Memorial Statistics: the 32-foot-high figures are shown erecting a 60-foot bronze flagpole from which a cloth flag flies 24 hours a day in accordance with Presidential proclamation of June 12, 1961. They occupy the same positions as in Rosenthal's historic photograph. Hayes is the figure farthest from the flag staff; Sousley to the right front of Hayes; Strank on Sousley's left; Bradley in front of Sousley; Gagnon in front of Strank; and Block closest to the bottom of the flagstaff. The figures, placed on a rock slope, rise about 6 feet from a 10-foot base, making the memorial 78 feet high overall. The M-l rifle and the carbine carried by two of the figures are 16 and 12 feet long, respectively. The canteen would hold 32 quarts of water.

───

◆ **What this exercise asks**:
1. State whether each statement agrees with the memorial statistics passage above, answering yes or no and quoting the exact words of the passage that decide it. (a) The flag on the memorial flies 24 hours a day. (b) Block is the figure farthest from the flagstaff. (c) The carbine is 16 feet long.
2. Proceed with the memorial statistics passage above, writing the text that follows its final sentence.

◆ **Data section**:
───

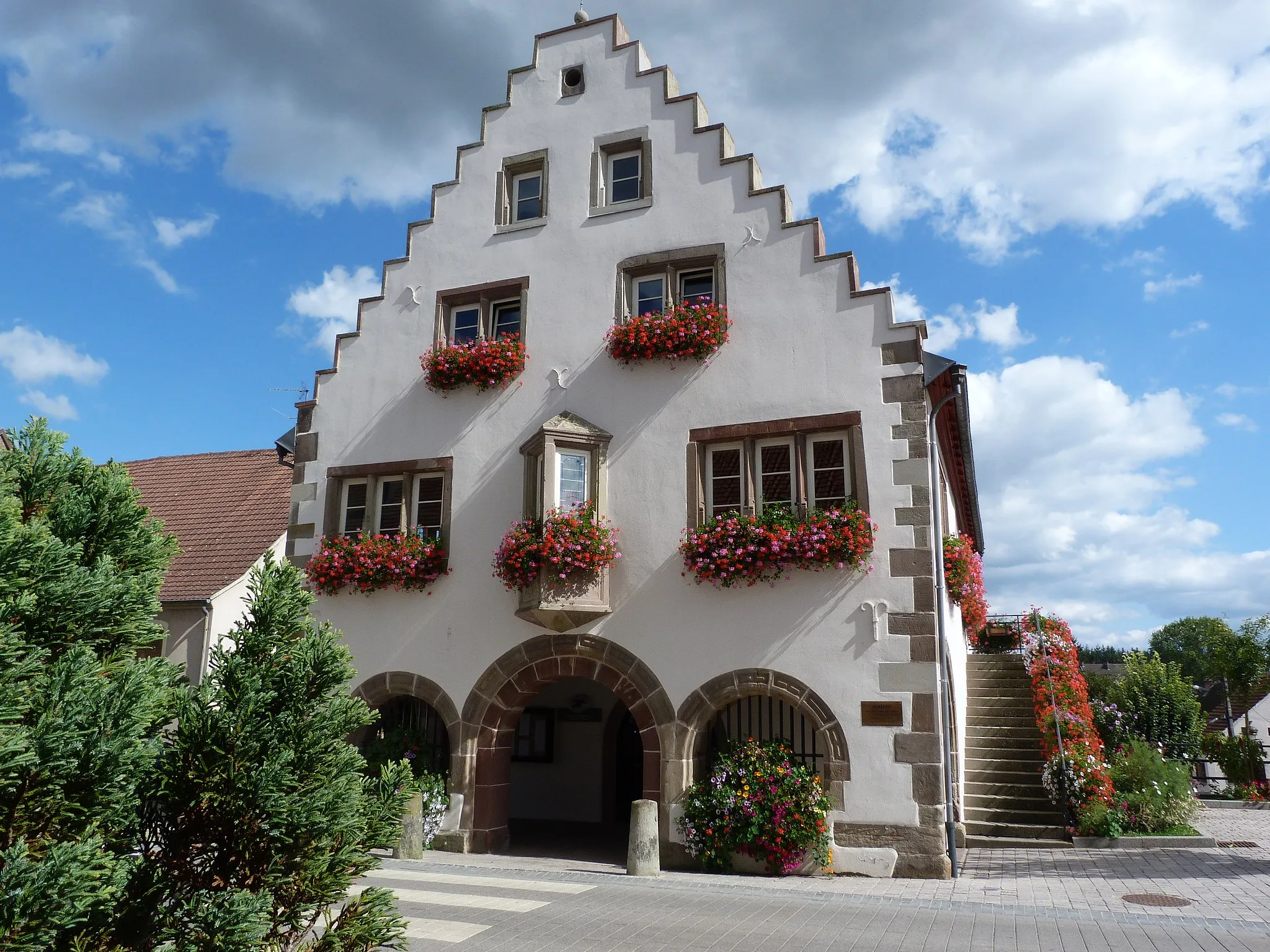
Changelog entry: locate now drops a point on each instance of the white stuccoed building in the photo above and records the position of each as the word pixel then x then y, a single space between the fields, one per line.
pixel 596 187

───

◆ **Responses in order**:
1.
(a) Yes: "a cloth flag flies 24 hours a day in accordance with Presidential proclamation of June 12, 1961."
(b) No: "Hayes is the figure farthest from the flag staff"
(c) No: "The M-l rifle and the carbine carried by two of the figures are 16 and 12 feet long, respectively."

2.
When Rosenthal's Pulitzer Prize winning photo was released, sculptor Felix W. de Weldon, then on duty with the U.S. Navy, was so moved by the scene that he constructed a scale model and then a life-size model of it. Gagnon, Hayes, and Bradley, the three survivors of the flag raising (the others having been killed in later phases of the Iwo Jima battle), posed for the sculptor who modeled their faces in clay. All available pictures and physical statistics of the three who had given their lives were collected and then used in the modeling of their faces.